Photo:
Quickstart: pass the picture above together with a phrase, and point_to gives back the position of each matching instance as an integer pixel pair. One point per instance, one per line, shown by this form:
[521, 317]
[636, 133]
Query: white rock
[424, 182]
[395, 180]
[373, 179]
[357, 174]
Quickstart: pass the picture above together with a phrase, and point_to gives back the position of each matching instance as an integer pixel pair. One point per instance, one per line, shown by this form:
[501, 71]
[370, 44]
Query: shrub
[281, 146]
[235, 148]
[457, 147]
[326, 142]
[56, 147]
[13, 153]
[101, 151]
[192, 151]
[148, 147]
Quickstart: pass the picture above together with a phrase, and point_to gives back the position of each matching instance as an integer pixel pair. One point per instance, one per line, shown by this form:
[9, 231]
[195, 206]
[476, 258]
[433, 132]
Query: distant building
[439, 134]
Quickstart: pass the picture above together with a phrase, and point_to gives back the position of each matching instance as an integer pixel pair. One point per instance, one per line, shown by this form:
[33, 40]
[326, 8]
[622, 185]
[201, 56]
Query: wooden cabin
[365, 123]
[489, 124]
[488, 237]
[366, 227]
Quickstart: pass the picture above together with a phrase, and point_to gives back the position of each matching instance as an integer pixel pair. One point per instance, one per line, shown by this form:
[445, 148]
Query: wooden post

------------------------------------------------------------------------

**Challenge**
From the records above, please extract every line and repeat it exactly.

**Response below**
Photo:
Quickstart: pass the picture above together with a phrase, and point_to gives back the position of each matching instance as an integer pixel pair. One point per instance, one per line, shown by this form:
[521, 317]
[636, 133]
Query: white rock
[424, 182]
[395, 180]
[373, 179]
[357, 174]
Quickstart: pass the picture above together with a phrase, and point_to gives back the position of each matching instance as an integer pixel pair. One point per instance, one per line, shown by this form:
[501, 71]
[370, 44]
Query: shrub
[281, 146]
[235, 148]
[457, 147]
[326, 142]
[56, 147]
[13, 153]
[101, 151]
[192, 151]
[148, 147]
Quickstart: pass the picture above together with a phrase, and point_to gives back the position of each matching instance as an integer pixel pair. One point per instance, one per line, shown by this form:
[9, 231]
[195, 206]
[476, 258]
[433, 132]
Query: distant building
[439, 134]
Quickstart: pass the picture above together with a phrase, and point_to gives back the position of each matching instance as an integer pixel pair. One point per instance, one per line, shown by this form:
[33, 40]
[326, 8]
[622, 185]
[201, 56]
Query: wooden cabin
[365, 123]
[489, 124]
[488, 237]
[366, 227]
Quickstart: pass the picture above together with a phrase, and point_to gives back the position of each matching instance as an integer pixel pair. One point per instance, one per line, shown by this form:
[445, 148]
Query: wooden post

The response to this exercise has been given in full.